# DIRECTION:
Pull out every line in the data below that contains the word "trunk". Case matters.

# RECORD EXTRACTS:
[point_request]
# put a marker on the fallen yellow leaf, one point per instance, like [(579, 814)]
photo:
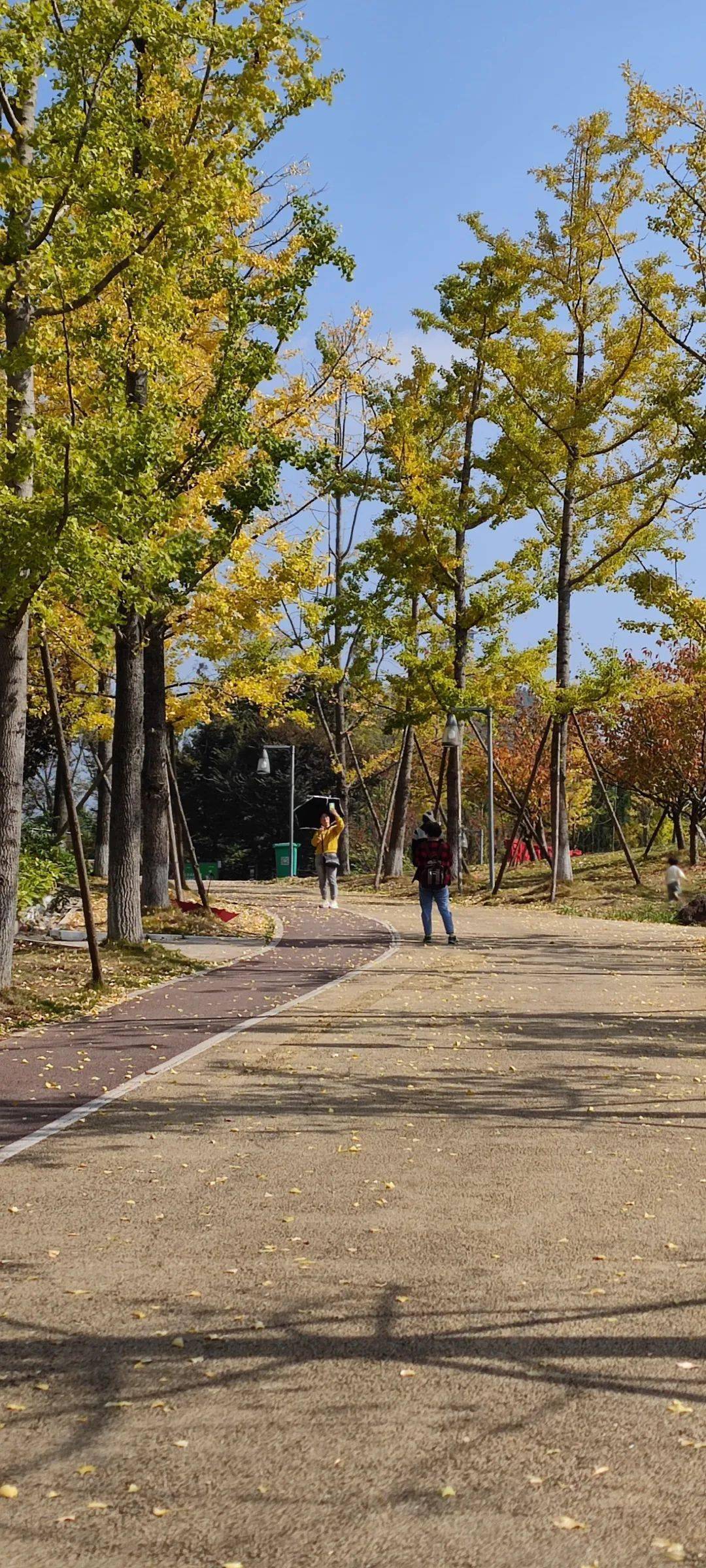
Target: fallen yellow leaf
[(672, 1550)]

...

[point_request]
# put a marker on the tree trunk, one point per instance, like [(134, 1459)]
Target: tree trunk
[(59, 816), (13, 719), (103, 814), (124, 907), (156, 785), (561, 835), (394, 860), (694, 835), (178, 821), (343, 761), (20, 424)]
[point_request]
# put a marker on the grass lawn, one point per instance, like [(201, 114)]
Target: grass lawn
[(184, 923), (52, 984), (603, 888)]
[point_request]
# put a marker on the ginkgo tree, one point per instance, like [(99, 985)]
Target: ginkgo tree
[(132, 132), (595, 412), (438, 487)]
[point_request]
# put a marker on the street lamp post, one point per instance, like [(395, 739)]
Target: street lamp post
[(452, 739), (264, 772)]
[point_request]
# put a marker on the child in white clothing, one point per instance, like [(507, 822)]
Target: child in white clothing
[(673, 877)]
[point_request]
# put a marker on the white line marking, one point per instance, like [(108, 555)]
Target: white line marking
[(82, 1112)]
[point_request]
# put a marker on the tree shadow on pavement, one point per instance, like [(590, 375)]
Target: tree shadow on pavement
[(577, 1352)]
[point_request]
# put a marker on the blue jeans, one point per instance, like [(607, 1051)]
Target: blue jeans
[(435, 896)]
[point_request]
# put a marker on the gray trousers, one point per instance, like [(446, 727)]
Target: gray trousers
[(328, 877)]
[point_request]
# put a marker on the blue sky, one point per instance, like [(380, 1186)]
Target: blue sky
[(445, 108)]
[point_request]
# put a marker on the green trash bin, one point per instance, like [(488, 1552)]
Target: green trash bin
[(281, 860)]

# EXERCISE RESPONSE:
# put a marker on the tree trunk, one point per instance, like [(134, 1459)]
Target: tree trunk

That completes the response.